### [WORKING DATA]
☆ ☆ ☆
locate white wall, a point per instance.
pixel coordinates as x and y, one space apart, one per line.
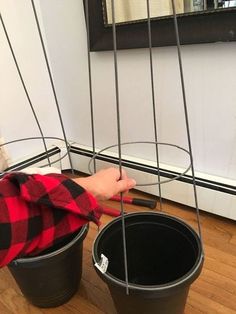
209 76
210 86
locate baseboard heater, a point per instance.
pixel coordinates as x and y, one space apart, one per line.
38 160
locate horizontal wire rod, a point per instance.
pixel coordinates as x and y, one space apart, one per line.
25 89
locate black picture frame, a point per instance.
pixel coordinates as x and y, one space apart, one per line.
195 28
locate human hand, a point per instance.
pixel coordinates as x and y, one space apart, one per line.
106 183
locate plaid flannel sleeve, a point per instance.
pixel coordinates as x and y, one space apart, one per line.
38 210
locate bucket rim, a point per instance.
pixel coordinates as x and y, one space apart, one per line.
161 287
81 234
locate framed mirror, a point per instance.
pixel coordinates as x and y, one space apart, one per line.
200 21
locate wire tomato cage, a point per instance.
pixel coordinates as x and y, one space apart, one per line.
156 142
42 137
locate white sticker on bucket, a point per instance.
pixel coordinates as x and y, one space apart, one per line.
103 264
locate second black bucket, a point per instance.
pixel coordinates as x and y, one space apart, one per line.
53 277
164 257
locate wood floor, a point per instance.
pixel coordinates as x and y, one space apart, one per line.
213 292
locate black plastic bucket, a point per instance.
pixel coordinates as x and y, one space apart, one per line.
164 257
51 278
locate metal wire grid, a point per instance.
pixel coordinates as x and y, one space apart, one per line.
155 127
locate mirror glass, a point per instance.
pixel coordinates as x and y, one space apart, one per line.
129 11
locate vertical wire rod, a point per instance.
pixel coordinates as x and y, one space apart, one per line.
154 102
25 89
186 117
52 84
90 83
119 142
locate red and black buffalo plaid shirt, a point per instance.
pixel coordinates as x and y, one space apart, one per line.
37 210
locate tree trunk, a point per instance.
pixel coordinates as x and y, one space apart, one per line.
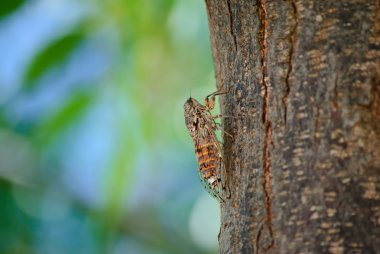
☆ ☆ ☆
### [REQUIRED WORK]
Set down every item above word for word, with the pictures left out.

### [WRITTEN SOLUTION]
locate white wall, a point per instance.
pixel coordinates as x and y, one space apart, one per line.
209 76
210 86
locate baseboard heater, a point per instance.
pixel coordinates as x and y, one space apart, one per line.
38 160
locate horizontal wire rod, a point per instance.
pixel coordinates as x and y, one space apart, one per line.
25 89
locate black picture frame, a point per instance.
pixel coordinates as x and y, one space apart, one per line.
195 28
locate human hand, a point per instance.
pixel coordinates as x and y, one space apart, one per line.
106 183
locate plaid flannel sleeve, a point per instance.
pixel coordinates as x and y, one space apart, one per line.
38 210
locate bucket rim, a point per instance.
pixel coordinates as x and y, one space apart, one per line.
161 287
81 234
locate framed mirror, a point per instance.
pixel coordinates as x and y, one space apart, one per line.
200 21
locate wire tomato cage, a point per instance.
pixel coordinates as x and y, one space apart, one per line.
156 142
42 137
locate white sticker on bucket, a point per instance.
pixel coordinates as x and y, one space apart, one per line.
103 264
locate second black bucket, a point per instance.
pixel coordinates as x and y, one space apart, one per line.
53 277
164 257
locate wood floor, a point per instance.
pixel coordinates as x and y, one space apart, one per line.
213 292
locate black plastic bucket, a point per instance.
pixel coordinates as x and y, one space apart, one per line.
164 257
51 278
locate metal wire grid, a point per instance.
pixel coordinates as x and y, one space apart, one per line.
155 127
locate mirror glass, a point per instance.
pixel coordinates as x and y, one space apart, one per line.
129 11
locate vertical wire rod, a point per instance.
pixel coordinates as x and y, one space apart, one per line.
154 102
25 89
186 117
52 84
90 83
119 142
locate red and black buffalo plaid shirt, a point per instance.
pixel coordinates as x and y, one space apart, one per line.
37 210
locate tree trunk, a point per instance.
pixel coordinates as x and y, one space apart, one per line.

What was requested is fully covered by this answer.